Apply what you read ▸
1/ Answer these questions from the EPIC project description, each on its own line and marked like the question:
(a) What are the two major steps of gene regulation?
(b) Which model eukaryote does EPIC exploit?
(c) How many teams contribute their expertise to EPIC?
2/ Decide whether each statement agrees with the EPIC project description. Answer yes or no, and quote the words that decide it.
(a) The post-transcriptional step of gene regulation is well understood.
(b) EPIC will apply deep learning to the datasets it produces.
(c) EPIC confines its work to Saccharomyces cerevisiae.
3/ Quote the EPIC project description word for word, beginning at the words "Genomes encode instructions" and stopping after the words "phenotype from genotype.".

Genomes encode instructions for cells to regulate gene activity in response to their environment. Despite its importance for biology, medicine, and biotechnology, however, the underpinning regulatory code remains undeciphered. Gene regulation consists of two major steps. First, genes are transcribed into mRNA. Second, post-transcriptional mechanisms regulate mRNA stability and the rate at which it is translated into proteins. This second step of gene regulation is still poorly understood because relevant parameters such as mRNA half-life, mRNA protein binding, and subcellular localization are difficult to assay. The lack of understanding of post-transcriptional regulation implies that we still do not have a complete picture of the regulatory code and, therefore, can not accurately predict phenotype from genotype.
EPIC aims to derive the first comprehensive sequence-based model of eukaryotic gene regulation by exploiting the advantages of the model eukaryote Saccharomyces cerevisiae and other species, covering a broad evolutionary range. EPIC will accomplish this by integrating the complementary expertise of 3 teams: it will combine (i) innovative high-throughput omics assays to probe post-transcriptional regulation across a large evolutionary scale and multiple conditions with (ii) synthetic biology to massively test and quantify the effects of regulatory sequences through iterative designs of reporter assays and (iii) deep learning on these rich datasets. This will allow EPIC to build novel computational models that will help us to predict and understand complex regulatory instructions.
Ultimately, EPIC will enable us to decipher the actual language of gene regulation and facilitate (re)writing genomes. Doing so, EPIC will enable understanding and predicting regulation, and ultimately phenotype, from DNA, closing a major gap in basic biology, while also opening exciting avenues for applications in biotechnology and medicine, from pinpointing disease-causing mutations to rational design of genes, RNAs and cells.

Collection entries
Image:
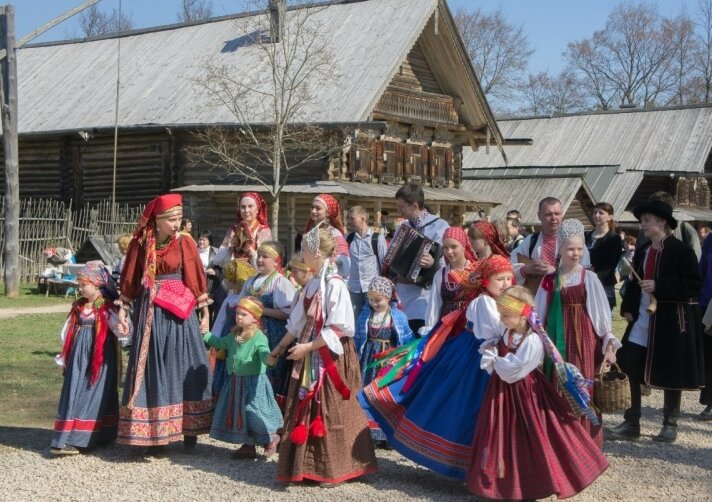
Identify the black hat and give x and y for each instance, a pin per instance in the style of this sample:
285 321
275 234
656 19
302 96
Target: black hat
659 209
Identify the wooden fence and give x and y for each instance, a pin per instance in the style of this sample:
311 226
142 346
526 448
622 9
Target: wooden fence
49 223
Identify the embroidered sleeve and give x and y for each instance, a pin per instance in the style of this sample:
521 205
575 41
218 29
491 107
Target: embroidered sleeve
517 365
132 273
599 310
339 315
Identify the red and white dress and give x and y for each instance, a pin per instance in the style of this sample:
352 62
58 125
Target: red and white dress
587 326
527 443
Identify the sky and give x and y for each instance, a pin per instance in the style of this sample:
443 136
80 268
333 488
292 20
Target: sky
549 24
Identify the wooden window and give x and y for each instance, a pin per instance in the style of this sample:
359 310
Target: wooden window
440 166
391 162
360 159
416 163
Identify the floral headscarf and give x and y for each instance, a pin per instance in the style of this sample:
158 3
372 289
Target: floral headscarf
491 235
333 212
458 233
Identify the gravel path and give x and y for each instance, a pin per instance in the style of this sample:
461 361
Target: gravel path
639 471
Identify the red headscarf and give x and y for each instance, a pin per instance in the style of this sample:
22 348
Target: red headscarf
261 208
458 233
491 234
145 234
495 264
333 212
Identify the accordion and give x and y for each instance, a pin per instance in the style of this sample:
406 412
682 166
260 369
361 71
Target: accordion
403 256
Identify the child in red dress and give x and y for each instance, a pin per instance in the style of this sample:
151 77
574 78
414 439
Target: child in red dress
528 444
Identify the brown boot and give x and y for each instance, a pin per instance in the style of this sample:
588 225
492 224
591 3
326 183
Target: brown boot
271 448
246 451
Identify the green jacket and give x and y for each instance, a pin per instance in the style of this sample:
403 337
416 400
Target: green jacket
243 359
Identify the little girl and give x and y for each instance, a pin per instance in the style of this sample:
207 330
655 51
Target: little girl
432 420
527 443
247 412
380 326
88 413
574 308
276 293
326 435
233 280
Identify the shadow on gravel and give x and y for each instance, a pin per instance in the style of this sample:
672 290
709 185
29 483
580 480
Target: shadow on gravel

...

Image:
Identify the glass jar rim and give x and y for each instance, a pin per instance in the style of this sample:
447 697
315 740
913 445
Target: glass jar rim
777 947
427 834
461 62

Answers to the tasks ▸
1/
(a) First, genes are transcribed into mRNA. Second, post-transcriptional mechanisms regulate mRNA stability and the rate at which it is translated into proteins.
(b) Saccharomyces cerevisiae.
(c) Three teams.

2/
(a) No: "This second step of gene regulation is still poorly understood"
(b) Yes: "(iii) deep learning on these rich datasets"
(c) No: "and other species, covering a broad evolutionary range"

3/
Genomes encode instructions for cells to regulate gene activity in response to their environment. Despite its importance for biology, medicine, and biotechnology, however, the underpinning regulatory code remains undeciphered. Gene regulation consists of two major steps. First, genes are transcribed into mRNA. Second, post-transcriptional mechanisms regulate mRNA stability and the rate at which it is translated into proteins. This second step of gene regulation is still poorly understood because relevant parameters such as mRNA half-life, mRNA protein binding, and subcellular localization are difficult to assay. The lack of understanding of post-transcriptional regulation implies that we still do not have a complete picture of the regulatory code and, therefore, can not accurately predict phenotype from genotype.